October 3, 20196 yr Hi, This all began after initiating a drive replacement due to errors I was receiving on disk 6. I installed a new disk (4TB to replace the 3TB that had failed) and it seemed to start OK, but when I woke up this morning to check, I see that it's going to take a year to complete at the current rate: I am also seeing that the log is pegged @100% only after 7 hours of system uptime: Syslog is loaded with a lot of REISERFS errors related to md6. (attached) Any ideas as to what could be going on here? Any help or direction provided would be greatly appreciated... thanks! Edited October 6, 20196 yr by Jax Issue solved
October 3, 20196 yr Community Expert How did you determine the original disk was bad? Go to Tools - Diagnostics and attach the complete diagnostics zip file to your next post.

——————————

**Tasks**:
1 > List every problem the first post in the forum thread about the disk replacement reports.
2 > Continue the forum thread about the disk replacement from the point where it stops.

——————————

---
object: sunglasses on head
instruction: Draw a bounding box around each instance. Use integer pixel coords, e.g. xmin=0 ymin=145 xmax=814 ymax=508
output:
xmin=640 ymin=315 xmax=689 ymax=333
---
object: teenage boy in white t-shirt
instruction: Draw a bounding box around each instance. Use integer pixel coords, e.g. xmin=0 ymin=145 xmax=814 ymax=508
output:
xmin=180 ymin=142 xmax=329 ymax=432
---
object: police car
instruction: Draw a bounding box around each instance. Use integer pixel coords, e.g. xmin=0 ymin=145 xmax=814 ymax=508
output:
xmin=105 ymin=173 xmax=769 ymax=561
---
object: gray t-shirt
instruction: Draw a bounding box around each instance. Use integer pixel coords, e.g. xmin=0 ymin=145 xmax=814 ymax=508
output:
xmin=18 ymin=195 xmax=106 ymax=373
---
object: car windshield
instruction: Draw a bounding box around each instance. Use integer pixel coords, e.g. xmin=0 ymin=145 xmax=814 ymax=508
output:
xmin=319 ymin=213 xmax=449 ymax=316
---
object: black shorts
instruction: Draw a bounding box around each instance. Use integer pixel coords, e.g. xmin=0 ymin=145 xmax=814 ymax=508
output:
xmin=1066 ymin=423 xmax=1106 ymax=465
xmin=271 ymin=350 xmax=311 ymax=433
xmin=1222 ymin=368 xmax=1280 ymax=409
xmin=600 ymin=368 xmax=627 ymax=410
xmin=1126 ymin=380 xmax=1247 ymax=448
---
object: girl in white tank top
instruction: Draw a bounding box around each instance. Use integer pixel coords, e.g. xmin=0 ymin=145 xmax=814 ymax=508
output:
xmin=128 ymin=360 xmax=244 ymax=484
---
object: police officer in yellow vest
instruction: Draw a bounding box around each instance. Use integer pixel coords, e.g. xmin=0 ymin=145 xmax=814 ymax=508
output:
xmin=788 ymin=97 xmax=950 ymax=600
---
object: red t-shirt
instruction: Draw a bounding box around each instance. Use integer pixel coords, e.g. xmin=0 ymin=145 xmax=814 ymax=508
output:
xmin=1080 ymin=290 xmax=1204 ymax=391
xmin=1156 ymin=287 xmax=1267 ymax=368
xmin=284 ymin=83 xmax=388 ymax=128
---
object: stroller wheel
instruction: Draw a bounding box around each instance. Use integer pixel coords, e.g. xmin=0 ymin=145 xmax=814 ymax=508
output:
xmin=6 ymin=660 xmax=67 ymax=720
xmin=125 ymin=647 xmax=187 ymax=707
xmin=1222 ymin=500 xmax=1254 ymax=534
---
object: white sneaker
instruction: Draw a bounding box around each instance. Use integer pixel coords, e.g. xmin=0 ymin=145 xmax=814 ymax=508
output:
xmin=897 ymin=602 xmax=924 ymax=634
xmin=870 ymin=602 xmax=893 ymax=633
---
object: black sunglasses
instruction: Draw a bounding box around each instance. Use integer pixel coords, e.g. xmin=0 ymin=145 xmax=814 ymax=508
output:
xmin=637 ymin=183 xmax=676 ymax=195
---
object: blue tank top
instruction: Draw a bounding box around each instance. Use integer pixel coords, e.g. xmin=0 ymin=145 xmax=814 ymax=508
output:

——————————

**Answers for this exercise**:
1 >
- Errors on disk 6, which led to the drive replacement
- A rebuild onto the new 4TB disk that would take a year to complete at the current rate
- A log pegged at 100% after only 7 hours of system uptime
- A syslog loaded with REISERFS errors related to md6

2 >
October 3, 20196 yr Author On 10/3/2019 at 2:25 PM, trurl said: How did you determine the original disk was bad? Couldn't be mounted or read in Unraid - unable to perform a SMART scan... now that I have it out I can do some more checking. I've had drives fail before and this didn't appear to be any different. So since I had the spare on hand, I swapped it out to ask questions later. Full diagnostic attached. Edited October 6, 20196 yr by Jax
October 3, 20196 yr Community Expert 2 hours ago, Jax said: Couldn't be mounted or read in Unraid - unable to perform a SMART scan These could all be caused by a bad connection. But could be a bad disk of course. 2 hours ago, Jax said: So since I had the spare on hand, I swapped it out to ask questions later. Rebuilding to a spare is actually the best way even if the original is still good, since it keeps the original as a backup in case of problems. Looks like it's having problems communicating with multiple disks. Reseat controller, check connections, both ends, including power. Power splitters are also a good suspect with multiple disk problems. The filesystem problems might not be real if it can't read all the disks to calculate the rebuild. Maybe it will clear up if you get all the disks connected again.
October 4, 20196 yr Author Thanks. Should I just cancel the rebuild to power down and check the connections? It's still stuck at 48.2% for the past 10 hours, but I don't want to do something that could result in data loss.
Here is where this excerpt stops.